Reproduce the data below word for word, beginning at its first line and stopping after the line that contains "pixel 509 26". Leave the pictures out of your copy.
::::
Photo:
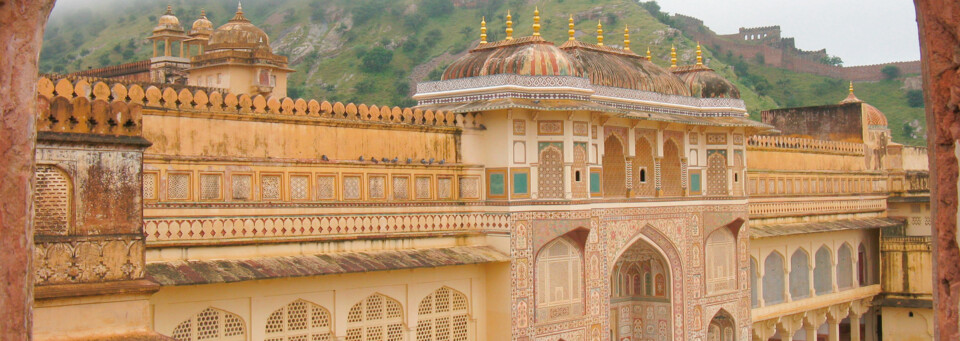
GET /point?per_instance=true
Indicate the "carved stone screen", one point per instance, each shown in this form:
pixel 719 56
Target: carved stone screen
pixel 550 177
pixel 823 273
pixel 670 170
pixel 377 317
pixel 773 279
pixel 211 324
pixel 51 201
pixel 799 274
pixel 299 320
pixel 614 168
pixel 721 261
pixel 559 276
pixel 443 316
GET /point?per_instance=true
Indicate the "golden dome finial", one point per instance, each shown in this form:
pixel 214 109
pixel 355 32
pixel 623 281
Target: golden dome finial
pixel 483 30
pixel 626 37
pixel 673 56
pixel 599 33
pixel 699 55
pixel 536 21
pixel 509 26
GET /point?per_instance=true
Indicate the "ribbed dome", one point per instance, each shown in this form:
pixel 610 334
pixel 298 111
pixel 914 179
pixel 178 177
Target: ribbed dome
pixel 705 83
pixel 607 66
pixel 168 21
pixel 202 25
pixel 238 33
pixel 874 116
pixel 527 56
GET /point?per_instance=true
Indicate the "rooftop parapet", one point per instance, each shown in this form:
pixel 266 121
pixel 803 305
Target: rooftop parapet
pixel 129 99
pixel 797 144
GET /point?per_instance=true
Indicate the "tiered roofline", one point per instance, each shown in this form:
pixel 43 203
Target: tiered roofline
pixel 116 109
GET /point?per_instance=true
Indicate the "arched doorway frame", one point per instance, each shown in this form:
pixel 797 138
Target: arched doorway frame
pixel 668 251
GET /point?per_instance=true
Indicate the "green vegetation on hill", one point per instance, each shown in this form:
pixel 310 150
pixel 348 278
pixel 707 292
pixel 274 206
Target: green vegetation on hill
pixel 375 51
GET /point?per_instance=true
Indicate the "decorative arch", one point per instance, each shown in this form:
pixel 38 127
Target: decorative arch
pixel 717 178
pixel 614 167
pixel 773 279
pixel 721 261
pixel 862 265
pixel 211 324
pixel 550 172
pixel 443 315
pixel 299 320
pixel 800 274
pixel 673 271
pixel 722 327
pixel 644 179
pixel 559 279
pixel 580 172
pixel 671 170
pixel 823 271
pixel 375 317
pixel 845 266
pixel 52 201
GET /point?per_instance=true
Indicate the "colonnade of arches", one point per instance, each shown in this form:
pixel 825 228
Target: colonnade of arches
pixel 443 315
pixel 824 272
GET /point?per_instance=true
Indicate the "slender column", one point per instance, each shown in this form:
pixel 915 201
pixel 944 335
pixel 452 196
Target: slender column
pixel 854 327
pixel 21 34
pixel 811 332
pixel 834 329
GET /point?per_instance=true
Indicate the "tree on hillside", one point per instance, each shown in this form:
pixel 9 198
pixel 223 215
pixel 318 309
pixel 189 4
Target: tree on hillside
pixel 831 60
pixel 377 59
pixel 890 72
pixel 437 8
pixel 915 98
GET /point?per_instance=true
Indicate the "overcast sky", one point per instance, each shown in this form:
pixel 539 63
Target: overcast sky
pixel 858 31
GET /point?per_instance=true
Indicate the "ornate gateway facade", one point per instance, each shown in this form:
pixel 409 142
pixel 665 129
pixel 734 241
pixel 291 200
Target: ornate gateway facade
pixel 537 192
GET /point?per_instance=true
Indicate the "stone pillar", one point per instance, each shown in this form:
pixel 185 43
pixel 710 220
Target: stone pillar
pixel 789 325
pixel 835 314
pixel 938 28
pixel 854 327
pixel 812 320
pixel 833 328
pixel 21 34
pixel 763 330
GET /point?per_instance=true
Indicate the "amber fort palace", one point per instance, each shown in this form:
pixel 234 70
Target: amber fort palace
pixel 537 192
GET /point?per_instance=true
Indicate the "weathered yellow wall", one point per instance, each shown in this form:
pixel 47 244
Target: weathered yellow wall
pixel 194 136
pixel 91 317
pixel 793 161
pixel 899 325
pixel 254 301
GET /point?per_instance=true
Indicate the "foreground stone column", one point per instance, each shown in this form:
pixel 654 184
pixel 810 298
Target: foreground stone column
pixel 21 33
pixel 854 327
pixel 939 23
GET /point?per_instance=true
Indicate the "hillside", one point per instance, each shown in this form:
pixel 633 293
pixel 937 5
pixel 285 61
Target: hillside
pixel 375 51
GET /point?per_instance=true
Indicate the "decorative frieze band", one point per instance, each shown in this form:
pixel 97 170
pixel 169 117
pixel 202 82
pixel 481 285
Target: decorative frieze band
pixel 808 207
pixel 183 229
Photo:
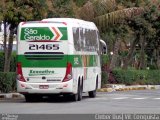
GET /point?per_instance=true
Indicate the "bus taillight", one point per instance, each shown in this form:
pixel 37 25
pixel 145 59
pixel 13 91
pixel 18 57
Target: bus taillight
pixel 19 72
pixel 68 75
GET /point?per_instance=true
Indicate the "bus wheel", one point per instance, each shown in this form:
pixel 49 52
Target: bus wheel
pixel 92 94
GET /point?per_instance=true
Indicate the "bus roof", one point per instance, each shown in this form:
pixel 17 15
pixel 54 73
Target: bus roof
pixel 73 22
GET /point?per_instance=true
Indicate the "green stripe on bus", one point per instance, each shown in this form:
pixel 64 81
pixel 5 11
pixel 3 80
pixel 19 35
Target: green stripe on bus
pixel 43 33
pixel 76 60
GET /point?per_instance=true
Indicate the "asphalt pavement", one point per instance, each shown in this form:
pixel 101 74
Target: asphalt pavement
pixel 141 101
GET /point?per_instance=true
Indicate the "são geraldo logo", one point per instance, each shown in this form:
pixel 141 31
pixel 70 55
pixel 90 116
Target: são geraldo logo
pixel 40 33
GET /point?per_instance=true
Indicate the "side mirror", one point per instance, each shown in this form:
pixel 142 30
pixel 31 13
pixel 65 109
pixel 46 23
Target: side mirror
pixel 103 47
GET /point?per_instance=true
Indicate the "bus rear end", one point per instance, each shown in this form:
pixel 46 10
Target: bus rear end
pixel 42 61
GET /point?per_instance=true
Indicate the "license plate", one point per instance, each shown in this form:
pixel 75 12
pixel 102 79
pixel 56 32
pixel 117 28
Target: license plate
pixel 43 86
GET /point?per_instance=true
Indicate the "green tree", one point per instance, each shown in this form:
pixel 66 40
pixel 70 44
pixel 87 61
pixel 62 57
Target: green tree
pixel 106 14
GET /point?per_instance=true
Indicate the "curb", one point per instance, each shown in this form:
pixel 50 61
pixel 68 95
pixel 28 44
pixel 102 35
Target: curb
pixel 115 87
pixel 11 96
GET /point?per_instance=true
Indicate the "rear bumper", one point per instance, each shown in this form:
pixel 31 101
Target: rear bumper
pixel 53 88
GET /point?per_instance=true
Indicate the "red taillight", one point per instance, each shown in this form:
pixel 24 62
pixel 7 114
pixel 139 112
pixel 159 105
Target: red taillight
pixel 19 72
pixel 68 75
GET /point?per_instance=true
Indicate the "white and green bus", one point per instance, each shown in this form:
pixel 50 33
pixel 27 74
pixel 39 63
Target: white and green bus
pixel 58 56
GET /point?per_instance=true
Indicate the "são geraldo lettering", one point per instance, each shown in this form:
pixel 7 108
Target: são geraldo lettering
pixel 31 34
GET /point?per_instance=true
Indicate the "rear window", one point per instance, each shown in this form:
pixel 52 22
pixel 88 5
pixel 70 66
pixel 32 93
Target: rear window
pixel 43 33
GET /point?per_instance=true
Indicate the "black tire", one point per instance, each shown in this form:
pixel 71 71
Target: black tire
pixel 92 94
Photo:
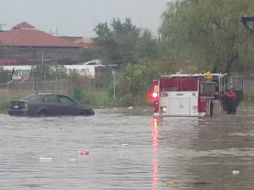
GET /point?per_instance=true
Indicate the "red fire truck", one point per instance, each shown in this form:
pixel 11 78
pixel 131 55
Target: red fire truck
pixel 188 94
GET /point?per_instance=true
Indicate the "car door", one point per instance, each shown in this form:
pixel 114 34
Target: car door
pixel 70 106
pixel 53 105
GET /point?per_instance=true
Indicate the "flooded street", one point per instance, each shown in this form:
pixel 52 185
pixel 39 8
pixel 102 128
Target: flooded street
pixel 121 150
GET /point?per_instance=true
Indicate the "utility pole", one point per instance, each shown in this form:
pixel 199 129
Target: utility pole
pixel 114 84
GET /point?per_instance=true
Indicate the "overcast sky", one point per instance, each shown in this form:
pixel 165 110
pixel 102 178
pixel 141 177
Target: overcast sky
pixel 79 17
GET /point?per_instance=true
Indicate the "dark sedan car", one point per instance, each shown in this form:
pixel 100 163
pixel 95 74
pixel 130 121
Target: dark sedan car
pixel 47 104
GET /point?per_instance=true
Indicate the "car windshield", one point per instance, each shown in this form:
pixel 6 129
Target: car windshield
pixel 34 98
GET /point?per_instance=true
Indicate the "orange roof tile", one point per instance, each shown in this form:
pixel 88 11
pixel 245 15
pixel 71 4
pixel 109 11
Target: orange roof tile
pixel 25 34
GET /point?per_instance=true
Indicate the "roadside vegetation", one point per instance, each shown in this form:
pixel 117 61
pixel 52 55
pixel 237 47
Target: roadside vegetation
pixel 194 36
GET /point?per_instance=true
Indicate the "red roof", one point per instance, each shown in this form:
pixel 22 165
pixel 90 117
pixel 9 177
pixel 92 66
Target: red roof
pixel 25 35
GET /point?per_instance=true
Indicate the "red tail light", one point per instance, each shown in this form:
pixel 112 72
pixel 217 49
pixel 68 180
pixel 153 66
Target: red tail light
pixel 152 95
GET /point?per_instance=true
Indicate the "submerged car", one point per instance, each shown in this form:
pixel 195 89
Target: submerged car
pixel 48 104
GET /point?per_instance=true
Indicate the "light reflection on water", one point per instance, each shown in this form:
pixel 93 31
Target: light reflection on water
pixel 127 151
pixel 155 145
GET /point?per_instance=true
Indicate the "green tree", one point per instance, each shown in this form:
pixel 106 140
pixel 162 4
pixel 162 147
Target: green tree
pixel 207 34
pixel 119 43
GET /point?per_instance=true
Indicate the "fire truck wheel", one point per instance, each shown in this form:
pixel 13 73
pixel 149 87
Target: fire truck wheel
pixel 211 110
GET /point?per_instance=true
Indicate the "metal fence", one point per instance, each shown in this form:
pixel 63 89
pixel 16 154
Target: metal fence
pixel 57 86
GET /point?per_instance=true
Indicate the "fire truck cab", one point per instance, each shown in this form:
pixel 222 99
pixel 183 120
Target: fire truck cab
pixel 188 95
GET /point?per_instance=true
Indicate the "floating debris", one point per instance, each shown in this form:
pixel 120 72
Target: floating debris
pixel 73 160
pixel 83 152
pixel 124 144
pixel 235 172
pixel 45 159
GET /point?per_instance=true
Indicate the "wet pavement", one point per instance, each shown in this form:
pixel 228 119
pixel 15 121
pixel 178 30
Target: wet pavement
pixel 123 150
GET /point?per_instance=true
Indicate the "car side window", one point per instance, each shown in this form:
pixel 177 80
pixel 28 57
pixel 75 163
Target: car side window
pixel 51 99
pixel 66 100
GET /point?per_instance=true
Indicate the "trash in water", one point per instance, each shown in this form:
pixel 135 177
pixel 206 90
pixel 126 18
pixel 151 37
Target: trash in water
pixel 83 152
pixel 124 144
pixel 130 108
pixel 235 172
pixel 171 183
pixel 45 159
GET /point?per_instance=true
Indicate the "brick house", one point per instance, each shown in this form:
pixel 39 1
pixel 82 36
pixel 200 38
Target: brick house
pixel 28 45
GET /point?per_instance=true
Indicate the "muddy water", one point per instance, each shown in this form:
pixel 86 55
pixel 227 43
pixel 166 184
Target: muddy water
pixel 120 150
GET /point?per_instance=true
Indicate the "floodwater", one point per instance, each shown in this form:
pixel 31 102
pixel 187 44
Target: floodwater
pixel 123 150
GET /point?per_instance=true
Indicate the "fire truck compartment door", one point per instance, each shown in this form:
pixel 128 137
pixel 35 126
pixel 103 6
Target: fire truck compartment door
pixel 180 103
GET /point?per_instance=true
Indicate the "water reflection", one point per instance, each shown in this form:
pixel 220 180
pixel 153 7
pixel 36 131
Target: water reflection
pixel 155 145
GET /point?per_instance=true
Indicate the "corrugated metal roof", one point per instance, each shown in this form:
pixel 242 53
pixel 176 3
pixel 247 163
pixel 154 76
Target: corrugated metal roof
pixel 24 34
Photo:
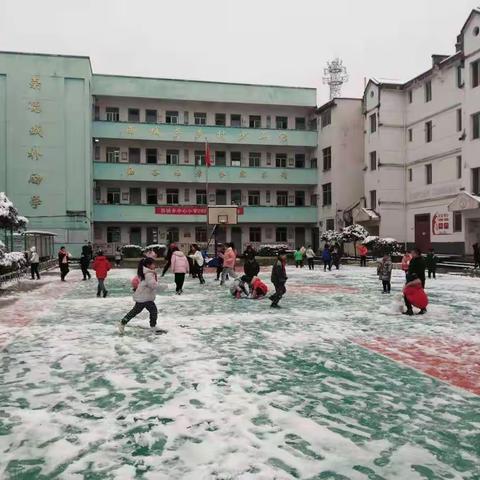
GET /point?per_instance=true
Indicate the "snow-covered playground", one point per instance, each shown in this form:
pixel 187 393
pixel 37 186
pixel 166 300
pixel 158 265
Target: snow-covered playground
pixel 336 385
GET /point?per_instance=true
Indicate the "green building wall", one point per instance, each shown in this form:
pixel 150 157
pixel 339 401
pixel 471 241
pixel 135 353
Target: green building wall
pixel 45 142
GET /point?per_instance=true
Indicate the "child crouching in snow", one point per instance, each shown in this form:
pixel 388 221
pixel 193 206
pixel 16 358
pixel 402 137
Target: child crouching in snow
pixel 144 295
pixel 414 295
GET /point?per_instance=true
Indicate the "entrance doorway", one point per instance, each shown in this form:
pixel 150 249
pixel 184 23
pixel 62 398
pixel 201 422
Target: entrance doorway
pixel 422 232
pixel 236 237
pixel 299 237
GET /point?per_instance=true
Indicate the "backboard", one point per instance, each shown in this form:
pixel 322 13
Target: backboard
pixel 223 215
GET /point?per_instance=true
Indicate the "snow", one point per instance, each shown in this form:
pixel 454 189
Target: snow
pixel 234 390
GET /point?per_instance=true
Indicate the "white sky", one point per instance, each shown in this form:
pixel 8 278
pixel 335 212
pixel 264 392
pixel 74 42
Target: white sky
pixel 255 41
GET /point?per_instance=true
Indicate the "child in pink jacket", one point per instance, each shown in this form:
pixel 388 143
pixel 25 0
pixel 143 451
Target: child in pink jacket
pixel 180 267
pixel 229 260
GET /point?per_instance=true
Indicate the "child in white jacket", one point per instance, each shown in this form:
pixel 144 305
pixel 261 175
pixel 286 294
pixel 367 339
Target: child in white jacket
pixel 144 296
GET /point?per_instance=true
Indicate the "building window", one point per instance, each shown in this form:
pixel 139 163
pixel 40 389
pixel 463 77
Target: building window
pixel 327 158
pixel 220 119
pixel 200 118
pixel 282 198
pixel 281 234
pixel 373 199
pixel 220 159
pixel 373 160
pixel 300 123
pixel 135 196
pixel 235 120
pixel 326 194
pixel 172 196
pixel 172 157
pixel 201 197
pixel 281 160
pixel 326 118
pixel 254 159
pixel 133 155
pixel 151 116
pixel 459 120
pixel 151 154
pixel 476 125
pixel 299 160
pixel 201 234
pixel 113 154
pixel 255 234
pixel 253 197
pixel 171 117
pixel 299 198
pixel 199 157
pixel 373 123
pixel 428 91
pixel 173 234
pixel 281 123
pixel 475 68
pixel 457 222
pixel 236 159
pixel 236 197
pixel 113 114
pixel 428 174
pixel 113 196
pixel 113 234
pixel 255 121
pixel 133 115
pixel 476 181
pixel 459 166
pixel 152 196
pixel 428 131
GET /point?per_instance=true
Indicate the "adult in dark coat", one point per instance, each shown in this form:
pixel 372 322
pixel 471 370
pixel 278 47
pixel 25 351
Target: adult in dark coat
pixel 417 265
pixel 279 278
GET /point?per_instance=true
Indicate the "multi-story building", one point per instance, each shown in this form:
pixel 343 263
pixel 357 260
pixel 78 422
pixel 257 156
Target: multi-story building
pixel 422 152
pixel 122 159
pixel 340 161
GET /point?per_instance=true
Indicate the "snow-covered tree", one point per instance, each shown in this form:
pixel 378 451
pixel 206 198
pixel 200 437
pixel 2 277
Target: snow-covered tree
pixel 9 217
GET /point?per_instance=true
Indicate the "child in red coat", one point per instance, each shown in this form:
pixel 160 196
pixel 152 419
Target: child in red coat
pixel 101 265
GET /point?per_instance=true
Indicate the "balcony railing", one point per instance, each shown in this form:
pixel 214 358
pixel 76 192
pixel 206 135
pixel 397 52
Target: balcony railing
pixel 147 214
pixel 201 133
pixel 191 174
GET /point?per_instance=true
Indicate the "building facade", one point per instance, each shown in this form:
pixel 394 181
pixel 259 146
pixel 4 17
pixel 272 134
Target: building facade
pixel 121 160
pixel 422 152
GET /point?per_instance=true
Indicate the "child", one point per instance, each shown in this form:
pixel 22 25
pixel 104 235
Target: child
::::
RESPONSE BELOW:
Photo:
GET /point?per_instance=true
Indicate the "carved stone screen", one point per instance, each shown in this form:
pixel 719 56
Target: carved stone screen
pixel 550 177
pixel 823 273
pixel 670 170
pixel 377 317
pixel 773 279
pixel 211 324
pixel 51 201
pixel 799 274
pixel 299 320
pixel 614 168
pixel 721 261
pixel 559 276
pixel 443 316
GET /point?per_instance=true
Indicate the "golden dome finial", one point per instance, each shown in this form:
pixel 214 109
pixel 355 32
pixel 623 281
Target: golden dome finial
pixel 483 30
pixel 626 37
pixel 673 56
pixel 599 33
pixel 699 55
pixel 536 21
pixel 509 26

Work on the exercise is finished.